CHALLENGE:
Format the entries below as a numbered list, omitting any blank lines.

[Begin RECORD EXTRACTS]

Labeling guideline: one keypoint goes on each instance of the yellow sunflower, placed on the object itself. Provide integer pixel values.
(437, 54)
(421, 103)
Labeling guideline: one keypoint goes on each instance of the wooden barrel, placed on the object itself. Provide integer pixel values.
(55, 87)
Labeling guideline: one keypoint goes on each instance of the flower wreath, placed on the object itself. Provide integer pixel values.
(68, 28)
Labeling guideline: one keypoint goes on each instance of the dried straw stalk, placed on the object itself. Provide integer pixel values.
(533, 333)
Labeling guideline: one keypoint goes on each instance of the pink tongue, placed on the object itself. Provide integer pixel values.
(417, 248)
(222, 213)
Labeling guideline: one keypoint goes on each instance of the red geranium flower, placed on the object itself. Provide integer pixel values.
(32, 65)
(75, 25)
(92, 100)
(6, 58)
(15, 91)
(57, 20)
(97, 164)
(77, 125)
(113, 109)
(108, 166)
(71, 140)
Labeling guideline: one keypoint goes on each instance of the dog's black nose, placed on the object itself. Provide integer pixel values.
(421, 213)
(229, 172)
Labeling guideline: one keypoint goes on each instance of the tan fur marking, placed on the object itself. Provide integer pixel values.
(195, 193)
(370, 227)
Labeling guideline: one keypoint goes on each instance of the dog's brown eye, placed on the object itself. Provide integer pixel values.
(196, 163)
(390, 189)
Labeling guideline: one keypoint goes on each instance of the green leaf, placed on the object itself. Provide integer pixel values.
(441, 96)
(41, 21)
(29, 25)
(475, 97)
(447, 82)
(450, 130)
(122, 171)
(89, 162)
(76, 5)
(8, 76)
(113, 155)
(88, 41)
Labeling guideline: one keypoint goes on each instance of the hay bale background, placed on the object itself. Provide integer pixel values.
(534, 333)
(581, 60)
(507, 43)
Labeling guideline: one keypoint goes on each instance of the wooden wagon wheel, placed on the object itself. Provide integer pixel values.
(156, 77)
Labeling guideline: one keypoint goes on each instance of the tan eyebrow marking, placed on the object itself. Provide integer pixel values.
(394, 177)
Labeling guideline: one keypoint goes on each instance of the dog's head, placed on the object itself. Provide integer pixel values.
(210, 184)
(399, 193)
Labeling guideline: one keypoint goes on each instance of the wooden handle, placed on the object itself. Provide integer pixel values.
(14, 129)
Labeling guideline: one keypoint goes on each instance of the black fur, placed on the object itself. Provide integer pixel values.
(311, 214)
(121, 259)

[End RECORD EXTRACTS]

SOLUTION TO THE PROBLEM:
1. Labeling guideline: one keypoint goes on each instance of the yellow sunflower, placed on the object itself. Provide integer pixel values.
2. (437, 54)
3. (421, 103)
4. Labeling guideline: one keypoint goes on each instance of the wooden barrel, placed on the object itself. Provide integer pixel values.
5. (55, 87)
6. Labeling guideline: one keypoint goes on each instance of the flower wreath, placed on the object itself. Provide integer pixel values.
7. (68, 28)
8. Labeling guideline: one keypoint goes on each instance of the dried straw stalk, placed on the object itself. Provide integer pixel values.
9. (533, 333)
10. Labeling guideline: one keypoint goes on each instance of the pink tongue, placed on the object itself. Provide integer pixel values.
11. (417, 248)
12. (222, 213)
13. Labeling guideline: one keypoint goes on each instance of the red geranium flower, placed on the object itself. Provide integer pixel values.
14. (32, 65)
15. (75, 25)
16. (92, 100)
17. (6, 58)
18. (15, 91)
19. (57, 20)
20. (97, 164)
21. (77, 125)
22. (113, 109)
23. (108, 166)
24. (71, 140)
25. Labeling guideline: one keypoint goes on each instance of the dog's black nose, placed on the object itself. Provide integer pixel values.
26. (421, 213)
27. (229, 172)
28. Labeling guideline: one keypoint goes on each instance of the tan fur marking, placed on the object itself. Provide integer pixel values.
29. (195, 193)
30. (370, 227)
31. Labeling guideline: one keypoint goes on each instance of the dog's brown eye, placed on the object itself. Provide integer pixel values.
32. (196, 163)
33. (390, 189)
34. Labeling guideline: one keypoint goes on each instance of the green leaf, placed on the object itself. Provide integer pixel values.
35. (441, 96)
36. (41, 21)
37. (29, 25)
38. (475, 97)
39. (447, 82)
40. (450, 130)
41. (122, 171)
42. (89, 162)
43. (76, 5)
44. (8, 76)
45. (113, 155)
46. (88, 41)
47. Labeling guideline: one keypoint goes on each instance of the hay bale background, placed on the object itself. Provide integer pixel values.
48. (534, 333)
49. (581, 60)
50. (507, 43)
51. Labeling guideline: one keypoint goes on each instance of the wooden wagon wheel, placed on the object itself. Provide integer pixel values.
52. (156, 77)
53. Labeling guideline: one keypoint goes on each instance of the tan eyebrow marking, placed on the object itself. Provide integer pixel values.
54. (394, 177)
55. Labeling guideline: one keypoint goes on each instance of the dog's head, placed on the object itself. Provide integer pixel values.
56. (210, 184)
57. (399, 193)
58. Labeling guideline: one keypoint goes on each instance of the wooden handle, placed on the object itself. Provide integer pixel values.
59. (14, 129)
60. Labeling guideline: one keypoint goes on each instance of the black fur, placed on the object itself. Provide integer pixel values.
61. (311, 214)
62. (121, 259)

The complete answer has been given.